→ **The input**
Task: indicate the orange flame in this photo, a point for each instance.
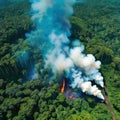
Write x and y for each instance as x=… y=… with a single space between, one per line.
x=63 y=87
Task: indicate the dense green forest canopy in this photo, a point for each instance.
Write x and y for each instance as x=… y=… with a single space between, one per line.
x=96 y=24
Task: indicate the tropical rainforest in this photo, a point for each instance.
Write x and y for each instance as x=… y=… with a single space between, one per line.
x=97 y=24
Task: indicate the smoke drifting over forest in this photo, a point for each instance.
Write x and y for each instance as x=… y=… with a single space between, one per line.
x=52 y=36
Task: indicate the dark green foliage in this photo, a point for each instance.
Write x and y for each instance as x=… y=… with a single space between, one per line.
x=96 y=24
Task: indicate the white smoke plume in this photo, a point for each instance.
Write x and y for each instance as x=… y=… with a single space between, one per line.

→ **What you should do**
Quote the records above exactly, from the first line through the line containing "Task: indicate the dense", and leave out the pictures.

→ **Answer to the problem**
Task: indicate the orange flame in this photo, a point for each instance.
Write x and y for each instance as x=… y=… with a single space between, one per line.
x=63 y=87
Task: indicate the dense green forest canopy in this photo, a point for each instance.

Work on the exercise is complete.